- **Excerpted text**:
What to Do When the Internet Stops Working: A Simple Guide
When the internet drops out, it is easy to assume something is broken or that you have done something wrong. Usually neither is true. The internet stops for all sorts of small, fixable reasons, and most of the time you can get it back yourself in a few minutes without calling anyone.
This guide gives you a calm order to work through when the internet stops working. Try each step in turn, and stop as soon as you are back online. Nothing here can make things worse, so there is no need to worry about pressing the wrong thing. If you are helping an older parent get online, see our wider guide to helping a parent go online.
Quick answer
Start by switching the router off at the wall, waiting ten seconds, and switching it back on. Give it a few minutes for the lights to settle. This brings the internet back most of the time. While you wait, check whether it is just one device or everything in the house, and look at the router lights against the setup card. If everything is down and a restart does not help, it may be an outage in your area, which your provider can confirm. Keep their phone number somewhere handy, written on paper, so you can call even when you are offline.

- **Data lines**:
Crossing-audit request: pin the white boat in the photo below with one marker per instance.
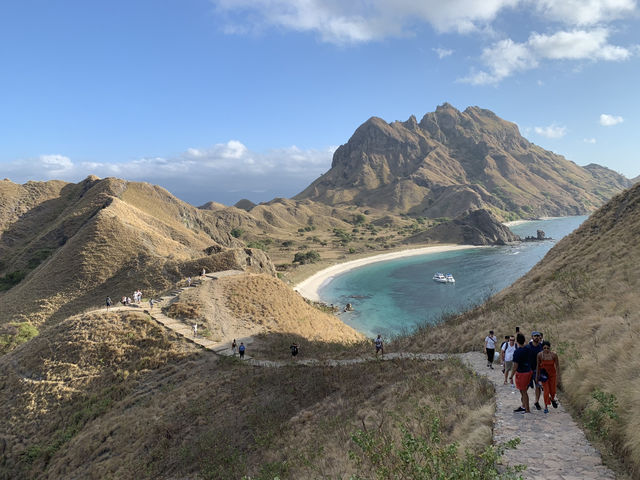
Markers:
(439, 277)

- **Task details**: From the guide to getting the internet working again, quote everything between "This guide gives" and "parent go online.", inclusive. The material plays no part in this exercise.

- **Response**:
This guide gives you a calm order to work through when the internet stops working. Try each step in turn, and stop as soon as you are back online. Nothing here can make things worse, so there is no need to worry about pressing the wrong thing. If you are helping an older parent get online, see our wider guide to helping a parent go online.